* Do this *
Could you write out the lines below word for word, leaving out the pictures?

******************************

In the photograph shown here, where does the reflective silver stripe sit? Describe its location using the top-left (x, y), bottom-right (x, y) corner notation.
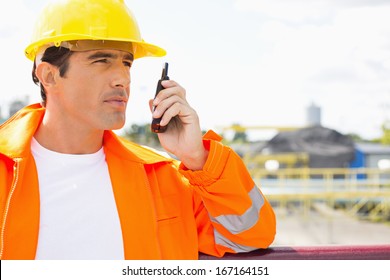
top-left (214, 229), bottom-right (258, 253)
top-left (210, 186), bottom-right (264, 234)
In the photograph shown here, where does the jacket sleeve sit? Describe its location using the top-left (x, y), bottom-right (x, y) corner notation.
top-left (179, 131), bottom-right (276, 257)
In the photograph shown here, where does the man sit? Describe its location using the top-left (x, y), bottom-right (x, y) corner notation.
top-left (0, 0), bottom-right (275, 259)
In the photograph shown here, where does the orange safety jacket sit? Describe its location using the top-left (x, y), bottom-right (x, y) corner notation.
top-left (0, 104), bottom-right (275, 259)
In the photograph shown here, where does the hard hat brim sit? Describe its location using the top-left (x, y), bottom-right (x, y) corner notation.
top-left (25, 34), bottom-right (166, 61)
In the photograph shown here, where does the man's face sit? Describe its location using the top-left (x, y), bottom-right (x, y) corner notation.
top-left (49, 49), bottom-right (133, 130)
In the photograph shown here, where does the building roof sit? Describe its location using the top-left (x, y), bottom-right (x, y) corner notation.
top-left (355, 143), bottom-right (390, 155)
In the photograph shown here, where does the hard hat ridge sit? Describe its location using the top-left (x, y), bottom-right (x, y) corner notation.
top-left (25, 0), bottom-right (166, 60)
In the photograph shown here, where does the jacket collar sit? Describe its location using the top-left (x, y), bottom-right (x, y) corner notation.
top-left (0, 104), bottom-right (173, 164)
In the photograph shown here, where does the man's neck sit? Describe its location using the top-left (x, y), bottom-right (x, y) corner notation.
top-left (34, 115), bottom-right (104, 154)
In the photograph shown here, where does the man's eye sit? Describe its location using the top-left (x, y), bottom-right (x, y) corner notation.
top-left (123, 61), bottom-right (132, 68)
top-left (94, 58), bottom-right (108, 63)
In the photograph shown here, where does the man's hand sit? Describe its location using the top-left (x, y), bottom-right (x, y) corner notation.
top-left (149, 80), bottom-right (208, 170)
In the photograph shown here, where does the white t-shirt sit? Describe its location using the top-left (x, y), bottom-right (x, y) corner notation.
top-left (31, 139), bottom-right (124, 260)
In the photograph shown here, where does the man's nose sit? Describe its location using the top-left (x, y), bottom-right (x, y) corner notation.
top-left (112, 65), bottom-right (131, 88)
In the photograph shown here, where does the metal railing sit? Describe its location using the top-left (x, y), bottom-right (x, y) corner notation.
top-left (250, 168), bottom-right (390, 220)
top-left (199, 244), bottom-right (390, 260)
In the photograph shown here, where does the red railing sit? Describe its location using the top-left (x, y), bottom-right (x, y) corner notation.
top-left (199, 244), bottom-right (390, 260)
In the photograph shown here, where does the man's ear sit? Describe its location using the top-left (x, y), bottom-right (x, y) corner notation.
top-left (35, 62), bottom-right (59, 88)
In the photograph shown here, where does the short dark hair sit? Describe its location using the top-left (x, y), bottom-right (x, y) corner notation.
top-left (32, 46), bottom-right (73, 107)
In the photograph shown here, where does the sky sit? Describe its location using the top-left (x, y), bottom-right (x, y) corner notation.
top-left (0, 0), bottom-right (390, 139)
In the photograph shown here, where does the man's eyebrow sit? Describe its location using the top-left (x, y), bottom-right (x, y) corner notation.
top-left (87, 51), bottom-right (133, 61)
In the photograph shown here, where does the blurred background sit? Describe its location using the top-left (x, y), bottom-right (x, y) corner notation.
top-left (0, 0), bottom-right (390, 245)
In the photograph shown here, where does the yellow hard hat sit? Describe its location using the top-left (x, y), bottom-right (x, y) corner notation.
top-left (25, 0), bottom-right (166, 60)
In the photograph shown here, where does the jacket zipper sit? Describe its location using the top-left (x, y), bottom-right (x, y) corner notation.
top-left (0, 158), bottom-right (21, 259)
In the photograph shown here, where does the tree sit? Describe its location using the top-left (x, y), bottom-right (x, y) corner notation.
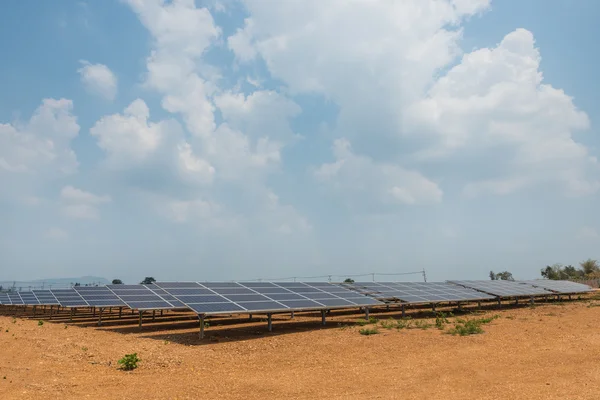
top-left (579, 258), bottom-right (600, 275)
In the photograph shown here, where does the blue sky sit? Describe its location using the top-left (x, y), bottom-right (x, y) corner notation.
top-left (0, 0), bottom-right (600, 282)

******************************

* Solution below *
In the photograph shown here, where does the reflective silver stripe sit? Describe its location using the top-left (x, y), bottom-right (x, y) corner notation.
top-left (214, 229), bottom-right (258, 253)
top-left (210, 186), bottom-right (264, 234)
In the photograph shown here, where does the jacket sleeve sit? Describe its location using the top-left (x, y), bottom-right (x, y) corner notation.
top-left (179, 131), bottom-right (276, 257)
In the photograph shown here, where does the man sit? Describe its location using the top-left (x, y), bottom-right (x, y) corner notation.
top-left (0, 0), bottom-right (275, 259)
In the photograph shown here, where does the orange safety jacket sit? Describe its location using the top-left (x, y), bottom-right (x, y) corner notation.
top-left (0, 104), bottom-right (275, 259)
In the photograph shown here, where does the hard hat brim sit? Describe its location using the top-left (x, y), bottom-right (x, y) corner notation.
top-left (25, 34), bottom-right (166, 61)
In the photograph shown here, where does the man's face sit? Describe its location using the top-left (x, y), bottom-right (x, y) corner notation.
top-left (49, 49), bottom-right (133, 130)
In the photograph shown here, where does the building roof sit? Describe its location using the top-left (x, y), bottom-right (x, y) corner notation.
top-left (355, 143), bottom-right (390, 155)
In the photograph shown here, where does the hard hat ridge sit? Describe its location using the top-left (x, y), bottom-right (x, y) corner notation.
top-left (25, 0), bottom-right (166, 60)
In the photograph shown here, where does the jacket collar sit? Describe its location using the top-left (x, y), bottom-right (x, y) corner notation.
top-left (0, 104), bottom-right (173, 164)
In the photograph shown here, where does the man's neck sit? Describe its location using the top-left (x, y), bottom-right (x, y) corner notation.
top-left (34, 115), bottom-right (104, 154)
In the photograph shown here, where does the man's eye sit? Describe its location using the top-left (x, y), bottom-right (x, y) corner notation.
top-left (123, 61), bottom-right (132, 68)
top-left (94, 58), bottom-right (108, 63)
In the photograph shown here, where does the man's hand sit? Describe its location using the top-left (x, y), bottom-right (x, y) corner notation.
top-left (149, 80), bottom-right (208, 170)
In the photograph shown here, where does the white t-shirt sit? Describe its location using the top-left (x, y), bottom-right (x, y) corner notation.
top-left (31, 139), bottom-right (124, 260)
In the photograph shown here, where does the man's nose sit? Describe its location using the top-left (x, y), bottom-right (x, y) corner notation.
top-left (112, 65), bottom-right (131, 88)
In the photograph shown here, where does the metal railing sit? Describe its location using the top-left (x, y), bottom-right (x, y) corner notation.
top-left (250, 168), bottom-right (390, 220)
top-left (199, 244), bottom-right (390, 260)
In the photograph shown here, where does the red railing sit? Describe its location using the top-left (x, y), bottom-right (x, y) corner notation.
top-left (199, 244), bottom-right (390, 260)
In the photograph shown here, where does the man's ear sit? Describe its location using the top-left (x, y), bottom-right (x, y) corner notation.
top-left (35, 62), bottom-right (59, 88)
In the photograph shown here, where does the short dark hair sit? Describe its location using the top-left (x, y), bottom-right (x, y) corner notation.
top-left (32, 46), bottom-right (73, 107)
In the photograph shown here, where does the sky sit? Describe its location using the top-left (x, y), bottom-right (x, y) corner notation.
top-left (0, 0), bottom-right (390, 139)
In the photograph shown here, where does the man's eyebrow sit? Describe its location using the top-left (x, y), bottom-right (x, y) corner notation.
top-left (87, 51), bottom-right (133, 61)
In the photograph shown here, where does the blurred background sit? Describe its location using the top-left (x, y), bottom-right (x, y) corner notation.
top-left (0, 0), bottom-right (390, 245)
In the photograph shown here, where does the yellow hard hat sit? Describe its location using the top-left (x, y), bottom-right (x, y) corner notation.
top-left (25, 0), bottom-right (166, 60)
In the photograph shown here, where does the jacket zipper sit? Describe its location using the top-left (x, y), bottom-right (x, y) corner notation.
top-left (0, 158), bottom-right (21, 259)
In the photograph shown here, where does the tree sit? Describe its location using the top-left (x, y), bottom-right (x, y) corner notation.
top-left (579, 258), bottom-right (600, 275)
In the photograph shown here, where does the blue sky sit? Describe its location using the top-left (x, y), bottom-right (x, y) corner notation.
top-left (0, 0), bottom-right (600, 282)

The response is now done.